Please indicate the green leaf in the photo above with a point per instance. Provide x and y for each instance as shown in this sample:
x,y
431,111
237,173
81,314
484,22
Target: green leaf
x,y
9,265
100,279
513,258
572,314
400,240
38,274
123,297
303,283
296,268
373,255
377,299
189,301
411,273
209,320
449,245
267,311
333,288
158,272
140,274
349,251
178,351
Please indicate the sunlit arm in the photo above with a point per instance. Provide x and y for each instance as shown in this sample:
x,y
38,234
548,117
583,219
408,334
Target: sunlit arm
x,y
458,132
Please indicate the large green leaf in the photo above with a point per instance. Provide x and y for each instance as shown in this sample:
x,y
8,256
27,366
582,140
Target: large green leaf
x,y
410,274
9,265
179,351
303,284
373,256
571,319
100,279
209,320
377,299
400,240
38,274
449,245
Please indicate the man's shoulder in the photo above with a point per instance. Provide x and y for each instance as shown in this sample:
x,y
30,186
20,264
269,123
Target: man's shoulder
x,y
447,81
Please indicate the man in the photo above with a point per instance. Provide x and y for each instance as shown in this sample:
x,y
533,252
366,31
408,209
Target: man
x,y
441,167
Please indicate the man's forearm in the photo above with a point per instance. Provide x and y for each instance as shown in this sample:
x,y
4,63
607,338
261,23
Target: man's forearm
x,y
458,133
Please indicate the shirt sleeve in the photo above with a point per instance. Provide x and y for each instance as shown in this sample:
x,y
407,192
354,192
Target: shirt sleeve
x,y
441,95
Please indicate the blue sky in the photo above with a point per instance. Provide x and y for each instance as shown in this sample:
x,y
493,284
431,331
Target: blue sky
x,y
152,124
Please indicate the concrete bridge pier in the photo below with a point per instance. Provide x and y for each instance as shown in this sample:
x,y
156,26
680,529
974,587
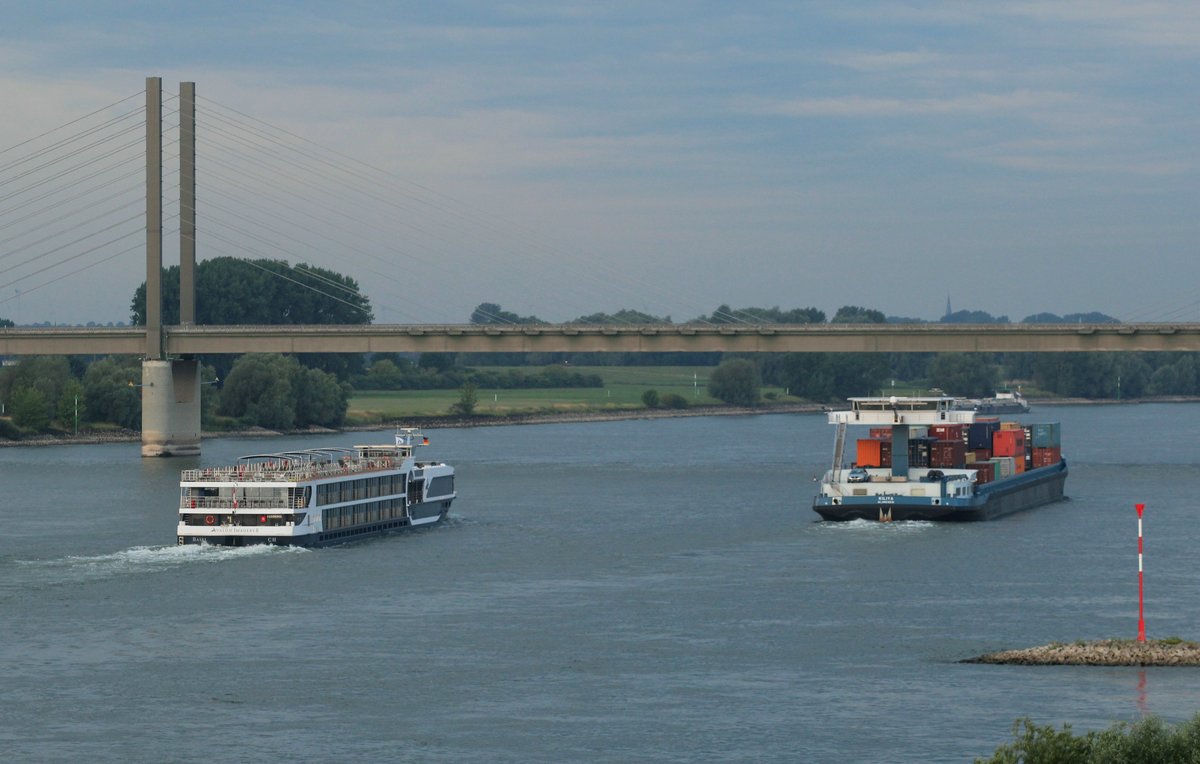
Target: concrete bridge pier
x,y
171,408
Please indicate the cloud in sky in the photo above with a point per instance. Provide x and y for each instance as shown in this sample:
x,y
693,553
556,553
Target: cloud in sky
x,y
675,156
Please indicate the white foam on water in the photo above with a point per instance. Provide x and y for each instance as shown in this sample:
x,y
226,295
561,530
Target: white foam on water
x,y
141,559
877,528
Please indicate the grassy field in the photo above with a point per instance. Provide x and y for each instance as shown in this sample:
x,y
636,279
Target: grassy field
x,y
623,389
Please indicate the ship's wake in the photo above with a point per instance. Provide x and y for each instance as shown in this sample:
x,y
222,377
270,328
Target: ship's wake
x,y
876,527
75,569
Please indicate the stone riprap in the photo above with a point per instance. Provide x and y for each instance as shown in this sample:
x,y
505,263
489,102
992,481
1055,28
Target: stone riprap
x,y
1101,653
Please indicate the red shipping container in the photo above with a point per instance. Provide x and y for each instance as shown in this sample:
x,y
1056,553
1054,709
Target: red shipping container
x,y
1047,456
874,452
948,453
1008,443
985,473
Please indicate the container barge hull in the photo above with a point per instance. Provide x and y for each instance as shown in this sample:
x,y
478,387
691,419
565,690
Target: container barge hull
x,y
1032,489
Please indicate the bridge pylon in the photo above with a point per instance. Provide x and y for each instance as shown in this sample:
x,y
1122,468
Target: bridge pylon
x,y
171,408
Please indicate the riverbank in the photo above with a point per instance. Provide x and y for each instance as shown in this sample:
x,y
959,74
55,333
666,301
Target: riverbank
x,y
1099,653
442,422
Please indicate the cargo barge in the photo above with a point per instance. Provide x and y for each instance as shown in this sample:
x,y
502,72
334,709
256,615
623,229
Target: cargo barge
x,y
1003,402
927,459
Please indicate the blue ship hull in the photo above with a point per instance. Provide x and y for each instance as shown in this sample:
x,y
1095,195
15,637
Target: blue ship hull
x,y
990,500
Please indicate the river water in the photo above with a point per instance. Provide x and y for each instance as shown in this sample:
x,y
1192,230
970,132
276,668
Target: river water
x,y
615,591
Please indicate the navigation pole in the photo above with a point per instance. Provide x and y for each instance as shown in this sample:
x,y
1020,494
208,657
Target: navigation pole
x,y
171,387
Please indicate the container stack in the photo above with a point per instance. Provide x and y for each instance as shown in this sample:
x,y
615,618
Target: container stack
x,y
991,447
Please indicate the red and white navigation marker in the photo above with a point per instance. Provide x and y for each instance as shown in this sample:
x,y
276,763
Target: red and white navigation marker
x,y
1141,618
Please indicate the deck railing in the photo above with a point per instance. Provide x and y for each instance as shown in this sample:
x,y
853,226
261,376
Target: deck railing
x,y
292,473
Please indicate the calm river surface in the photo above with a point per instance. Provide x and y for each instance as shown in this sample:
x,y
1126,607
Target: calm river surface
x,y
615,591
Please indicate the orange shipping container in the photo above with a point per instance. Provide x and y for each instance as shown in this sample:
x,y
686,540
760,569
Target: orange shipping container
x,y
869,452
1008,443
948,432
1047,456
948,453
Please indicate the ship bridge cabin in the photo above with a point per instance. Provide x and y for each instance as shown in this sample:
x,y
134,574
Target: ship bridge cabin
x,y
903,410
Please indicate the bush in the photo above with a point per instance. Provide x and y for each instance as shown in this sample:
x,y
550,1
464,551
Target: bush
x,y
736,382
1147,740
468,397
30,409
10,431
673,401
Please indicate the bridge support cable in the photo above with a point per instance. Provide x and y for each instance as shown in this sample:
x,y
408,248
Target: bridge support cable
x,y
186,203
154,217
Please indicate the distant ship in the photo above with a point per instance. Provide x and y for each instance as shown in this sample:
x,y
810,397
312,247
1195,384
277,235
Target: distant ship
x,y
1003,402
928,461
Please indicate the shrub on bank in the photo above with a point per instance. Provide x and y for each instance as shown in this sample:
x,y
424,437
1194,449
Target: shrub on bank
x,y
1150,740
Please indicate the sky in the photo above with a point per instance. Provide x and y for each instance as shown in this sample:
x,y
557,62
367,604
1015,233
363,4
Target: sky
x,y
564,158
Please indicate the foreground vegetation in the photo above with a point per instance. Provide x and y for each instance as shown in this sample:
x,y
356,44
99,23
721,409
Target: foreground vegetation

● ● ● ● ● ● ●

# THE TASK
Your answer must be an exact reproduction of all entries, containing no pictures.

# SOLUTION TO THE PROBLEM
Please indicate the green leaf in the photo above with a point per instance. Provide x and y for each instance as shown in this sample:
x,y
431,111
237,173
81,314
484,22
Target: green leaf
x,y
9,265
100,279
513,258
572,314
400,240
38,274
123,297
303,283
296,268
373,255
377,299
189,301
411,273
209,320
449,245
267,311
333,288
158,272
140,274
349,251
178,351
Please indicate the sunlit arm in the photo above with a point per instance. Provide x and y for each instance as shown in this sample:
x,y
38,234
548,117
583,219
408,334
Target: sunlit arm
x,y
458,132
Please indicate the large green leaf in the photo above with a point per instance. Provide x and y for each instance as shown in this sample:
x,y
8,256
27,366
582,140
Target: large green leaf
x,y
410,274
9,265
179,351
303,284
373,256
571,319
100,279
209,320
377,299
400,240
38,274
449,245
Please indicate the man's shoulder in the photo above with a point per instance. Provide x and y for each instance as shown in this sample:
x,y
30,186
20,264
269,123
Target: man's shoulder
x,y
447,81
Please indicate the man in the photo above with a point per instance. Provide x and y for each instance as shown in this sample:
x,y
533,252
366,31
408,209
Target: man
x,y
441,167
Please indicate the man's forearm in the photo above with a point per instance. Provide x and y for each instance as shown in this sample:
x,y
4,63
607,338
261,23
Target: man's forearm
x,y
458,133
Please indicate the shirt sleeve in the photo above with a point per instance. Provide x and y for each instance as shown in this sample:
x,y
407,192
354,192
Target: shirt sleeve
x,y
441,95
Please indicate the blue sky in the photo above with a point per instance. Provide x and y for each instance as shown in this sample:
x,y
493,284
431,331
Target: blue sky
x,y
152,124
Please indicate the concrete bridge pier in the photo below with a point per instance. Provide x and y for each instance as shown in this sample:
x,y
156,26
680,529
974,587
Target: concrete bridge pier
x,y
171,408
Please indicate the cloud in sky in the photo above with a point per instance. Provide x and y for each instance as shown in this sample:
x,y
693,553
556,553
Target: cloud in sky
x,y
675,156
Please indicate the white foam on water in the photo above with a point per instance. Provide x and y for each instance as shown in this sample:
x,y
226,295
561,530
Target: white foam on water
x,y
141,559
877,528
Please indicate the grassy field in the photo above with a point per instance. Provide x and y for each instance as shown in this sample:
x,y
636,279
Target: grassy field
x,y
623,389
Please indicate the ship's wake in the photo above with a point per instance. Provide x and y for each instance as shown in this sample:
x,y
222,377
270,328
Target: ship's wake
x,y
876,527
75,569
Please indicate the stone riprap in the photo above with a point per instance. Provide x and y for each instance as shown in this sample:
x,y
505,263
489,102
992,481
1055,28
Target: stone riprap
x,y
1101,653
Please indicate the red shipping container in the photo above with a point per instance. Provide x and y for each instance as shown in this sample:
x,y
1056,553
1054,709
Target: red shipping container
x,y
1047,456
874,452
948,453
1008,443
985,473
Please indicate the container barge hull in the photo above with a point per instance. Provide x and y for each instance as shown in this sample:
x,y
478,387
691,419
565,690
Target: container barge hull
x,y
1032,489
Please indicate the bridge pylon in the photo above with a point per instance. Provide x and y for each instance as shown in this sample:
x,y
1122,468
Target: bridge pylon
x,y
171,408
Please indicate the riverbank in the photo above with a point per instance. Provide x and y for each instance as shown in this sample:
x,y
959,74
55,333
666,301
Target: riverbank
x,y
1099,653
442,422
Please indicate the cargo barge in the photo above with a point per instance. Provide x and y for each instance as shown in this sample:
x,y
502,72
334,709
256,615
623,229
Target: cargo barge
x,y
1003,402
927,459
Please indicate the blue ship hull in the photo above with a point per instance. Provide x and y for each instance as shown in this sample:
x,y
1095,195
15,637
Target: blue ship hull
x,y
990,500
Please indicate the river water in the photo above with a point per instance. Provide x and y for each instance as shown in this sample:
x,y
1192,230
970,132
276,668
Target: river water
x,y
615,591
Please indicate the navigation pole in the photo above with a point per instance. Provide x and y for each instance as shown in this sample:
x,y
1020,494
208,657
Target: navigation pole
x,y
171,387
Please indicate the container stack in the photo above with a point per instance. Provide x and y for each instance as shown in this sample:
x,y
615,618
Target: container stack
x,y
991,447
Please indicate the red and white navigation marker in the photo above with a point per instance. Provide x and y for each instance as shown in this sample:
x,y
276,763
Target: red and white navigation marker
x,y
1141,618
Please indicate the deck railing in the photo above with a point per instance. Provide x and y for each instance as shown in this sample:
x,y
853,226
261,376
Target: deck railing
x,y
292,473
Please indicate the calm river surface in the photo above with a point per instance. Provide x and y for each instance as shown in this sample:
x,y
1126,607
Target: calm river surface
x,y
615,591
Please indicate the orange shipping container in the photo above with a point per instance. Provide x and y for each instance as shown in this sample:
x,y
686,540
760,569
Target: orange shipping container
x,y
869,452
1008,443
948,432
1047,456
948,453
Please indicate the ship bridge cabin in the photo above with a point per instance. Provide x and y for each instance as shown in this sample:
x,y
134,574
Target: ship bridge cabin
x,y
903,410
Please indicate the bush in the photo above with a point per instance. Provide x and y for each instance as shown in this sample:
x,y
550,1
464,551
Target: bush
x,y
736,382
1147,740
468,397
30,409
10,431
673,401
Please indicate the bridge support cable in the photo above with a point per instance. Provide x and y for each instance as shown in this sample:
x,y
408,248
Target: bridge support cable
x,y
186,203
154,217
Please indicate the distant ship in the photo above with a point per instance. Provide x and y for each instance as shown in this sample:
x,y
810,397
312,247
1195,384
277,235
Target: distant ship
x,y
1003,402
928,461
Please indicate the shrub on bank in the photo above with a point per instance. Provide x and y for each instance as shown in this sample:
x,y
424,437
1194,449
Target: shrub on bank
x,y
1150,740
Please indicate the sky in the photo above with a point per instance. Provide x and y for each instance as shown in this sample:
x,y
557,62
367,604
1015,233
363,4
Target: sky
x,y
564,158
Please indicate the foreground vegetation in the photo above with a point per instance. Provide x and y for each instance as shown in this sample:
x,y
356,44
99,23
721,409
Target: foreground vegetation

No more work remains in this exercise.